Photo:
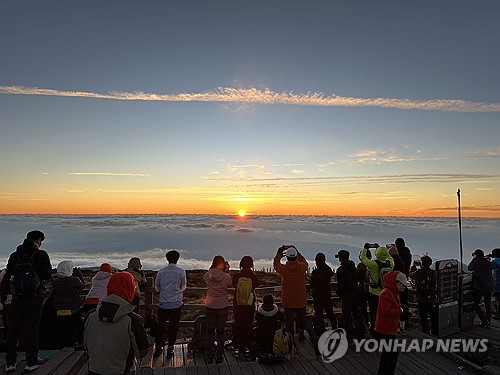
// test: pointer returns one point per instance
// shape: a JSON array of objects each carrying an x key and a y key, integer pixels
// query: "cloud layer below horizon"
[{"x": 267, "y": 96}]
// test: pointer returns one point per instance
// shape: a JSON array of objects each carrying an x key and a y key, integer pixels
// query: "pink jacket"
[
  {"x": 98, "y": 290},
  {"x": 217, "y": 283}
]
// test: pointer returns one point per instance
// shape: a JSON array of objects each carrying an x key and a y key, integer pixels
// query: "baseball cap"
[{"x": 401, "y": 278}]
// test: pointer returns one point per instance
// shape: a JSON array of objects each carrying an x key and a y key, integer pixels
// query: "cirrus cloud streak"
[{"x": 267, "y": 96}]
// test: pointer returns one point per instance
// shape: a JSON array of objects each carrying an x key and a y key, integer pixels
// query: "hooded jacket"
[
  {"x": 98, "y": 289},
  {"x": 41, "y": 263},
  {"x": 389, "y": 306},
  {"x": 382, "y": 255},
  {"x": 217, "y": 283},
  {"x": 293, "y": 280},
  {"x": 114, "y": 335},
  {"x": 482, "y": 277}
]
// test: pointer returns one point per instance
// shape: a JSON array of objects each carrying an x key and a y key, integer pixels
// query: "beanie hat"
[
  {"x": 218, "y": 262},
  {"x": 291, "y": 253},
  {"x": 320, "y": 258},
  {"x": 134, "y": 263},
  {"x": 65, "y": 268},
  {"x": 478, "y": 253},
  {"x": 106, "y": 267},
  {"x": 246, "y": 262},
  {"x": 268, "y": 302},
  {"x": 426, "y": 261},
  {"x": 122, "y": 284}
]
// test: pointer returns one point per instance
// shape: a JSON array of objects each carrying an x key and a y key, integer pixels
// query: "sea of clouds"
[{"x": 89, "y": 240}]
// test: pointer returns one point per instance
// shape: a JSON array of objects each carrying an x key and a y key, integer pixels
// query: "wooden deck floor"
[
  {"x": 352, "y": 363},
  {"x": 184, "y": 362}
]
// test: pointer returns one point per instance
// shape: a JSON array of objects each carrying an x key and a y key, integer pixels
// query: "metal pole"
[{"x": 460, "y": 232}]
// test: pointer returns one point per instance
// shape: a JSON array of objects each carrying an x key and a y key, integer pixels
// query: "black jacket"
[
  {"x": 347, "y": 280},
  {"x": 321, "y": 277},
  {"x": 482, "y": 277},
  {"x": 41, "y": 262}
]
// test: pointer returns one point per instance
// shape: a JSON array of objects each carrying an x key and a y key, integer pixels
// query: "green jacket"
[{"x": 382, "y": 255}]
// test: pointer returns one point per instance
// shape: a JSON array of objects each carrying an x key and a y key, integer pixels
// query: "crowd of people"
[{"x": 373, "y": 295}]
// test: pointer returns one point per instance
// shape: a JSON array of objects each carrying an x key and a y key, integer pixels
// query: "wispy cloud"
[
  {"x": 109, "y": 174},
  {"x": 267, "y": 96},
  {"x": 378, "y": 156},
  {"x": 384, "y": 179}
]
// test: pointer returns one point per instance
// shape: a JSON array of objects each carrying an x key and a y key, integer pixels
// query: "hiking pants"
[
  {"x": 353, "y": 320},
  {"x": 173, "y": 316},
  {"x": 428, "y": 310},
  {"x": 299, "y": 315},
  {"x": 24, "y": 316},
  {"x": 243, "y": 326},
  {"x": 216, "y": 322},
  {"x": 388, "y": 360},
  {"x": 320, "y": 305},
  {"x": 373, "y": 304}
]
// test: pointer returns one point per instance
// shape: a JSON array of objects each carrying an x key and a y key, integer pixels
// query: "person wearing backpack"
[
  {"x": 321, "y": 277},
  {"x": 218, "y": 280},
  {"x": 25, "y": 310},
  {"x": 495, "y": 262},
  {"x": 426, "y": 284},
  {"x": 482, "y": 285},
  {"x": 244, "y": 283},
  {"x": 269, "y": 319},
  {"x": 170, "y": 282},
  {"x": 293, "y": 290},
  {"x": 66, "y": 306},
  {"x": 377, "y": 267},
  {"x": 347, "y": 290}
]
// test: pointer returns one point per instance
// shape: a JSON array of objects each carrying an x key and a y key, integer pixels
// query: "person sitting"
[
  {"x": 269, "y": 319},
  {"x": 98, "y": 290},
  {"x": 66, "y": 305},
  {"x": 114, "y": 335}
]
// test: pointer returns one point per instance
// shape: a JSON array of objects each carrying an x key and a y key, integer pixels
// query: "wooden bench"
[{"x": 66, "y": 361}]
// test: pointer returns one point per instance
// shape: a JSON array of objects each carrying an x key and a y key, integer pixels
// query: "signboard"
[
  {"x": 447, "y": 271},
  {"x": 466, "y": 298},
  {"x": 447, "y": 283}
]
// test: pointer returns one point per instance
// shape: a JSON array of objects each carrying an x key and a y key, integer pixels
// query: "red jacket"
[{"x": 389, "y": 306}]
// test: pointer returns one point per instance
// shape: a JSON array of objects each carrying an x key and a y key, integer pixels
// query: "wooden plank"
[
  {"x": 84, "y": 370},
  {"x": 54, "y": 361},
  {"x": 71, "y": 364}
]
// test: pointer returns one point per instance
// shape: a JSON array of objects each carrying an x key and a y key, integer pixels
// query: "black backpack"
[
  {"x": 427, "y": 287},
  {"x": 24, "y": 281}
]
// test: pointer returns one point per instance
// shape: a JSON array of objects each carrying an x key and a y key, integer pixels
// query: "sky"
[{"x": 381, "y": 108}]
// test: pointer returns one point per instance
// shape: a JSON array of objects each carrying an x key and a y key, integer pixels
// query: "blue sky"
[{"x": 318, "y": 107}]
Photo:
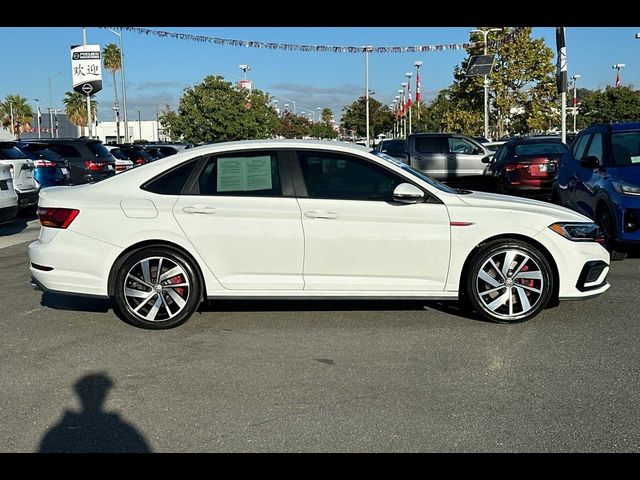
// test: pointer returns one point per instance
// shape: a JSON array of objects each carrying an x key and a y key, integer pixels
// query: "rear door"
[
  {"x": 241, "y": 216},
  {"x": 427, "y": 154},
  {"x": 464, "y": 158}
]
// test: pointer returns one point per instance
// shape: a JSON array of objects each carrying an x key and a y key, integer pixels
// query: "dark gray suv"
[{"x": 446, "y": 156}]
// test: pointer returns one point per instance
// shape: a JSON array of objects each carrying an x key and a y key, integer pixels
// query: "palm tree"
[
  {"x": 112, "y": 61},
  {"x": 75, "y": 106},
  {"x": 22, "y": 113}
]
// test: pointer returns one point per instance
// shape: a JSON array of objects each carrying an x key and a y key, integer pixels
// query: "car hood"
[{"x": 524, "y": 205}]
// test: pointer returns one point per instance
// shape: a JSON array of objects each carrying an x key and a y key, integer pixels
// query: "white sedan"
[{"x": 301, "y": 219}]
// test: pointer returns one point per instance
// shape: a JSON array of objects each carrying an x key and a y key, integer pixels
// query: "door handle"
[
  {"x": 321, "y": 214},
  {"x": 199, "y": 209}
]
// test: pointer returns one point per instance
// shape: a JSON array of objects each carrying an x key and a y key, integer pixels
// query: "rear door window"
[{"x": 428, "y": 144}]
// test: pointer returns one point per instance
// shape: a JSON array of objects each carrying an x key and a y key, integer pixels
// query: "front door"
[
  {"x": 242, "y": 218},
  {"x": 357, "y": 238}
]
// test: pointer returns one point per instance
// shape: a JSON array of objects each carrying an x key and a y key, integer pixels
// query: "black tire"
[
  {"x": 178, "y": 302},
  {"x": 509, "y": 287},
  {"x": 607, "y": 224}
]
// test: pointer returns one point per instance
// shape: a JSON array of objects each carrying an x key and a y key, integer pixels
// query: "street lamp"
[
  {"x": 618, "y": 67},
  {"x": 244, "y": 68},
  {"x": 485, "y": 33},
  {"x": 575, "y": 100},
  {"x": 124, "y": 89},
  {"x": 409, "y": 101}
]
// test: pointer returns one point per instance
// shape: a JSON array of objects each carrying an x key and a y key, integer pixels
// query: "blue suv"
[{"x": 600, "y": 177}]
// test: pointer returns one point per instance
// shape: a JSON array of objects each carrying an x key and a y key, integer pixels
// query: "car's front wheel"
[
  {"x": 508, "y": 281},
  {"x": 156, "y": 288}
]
......
Find every line in the rows above that contains the word "backpack", and copy each of those lines.

// query: "person wearing backpack"
// query: "black backpack"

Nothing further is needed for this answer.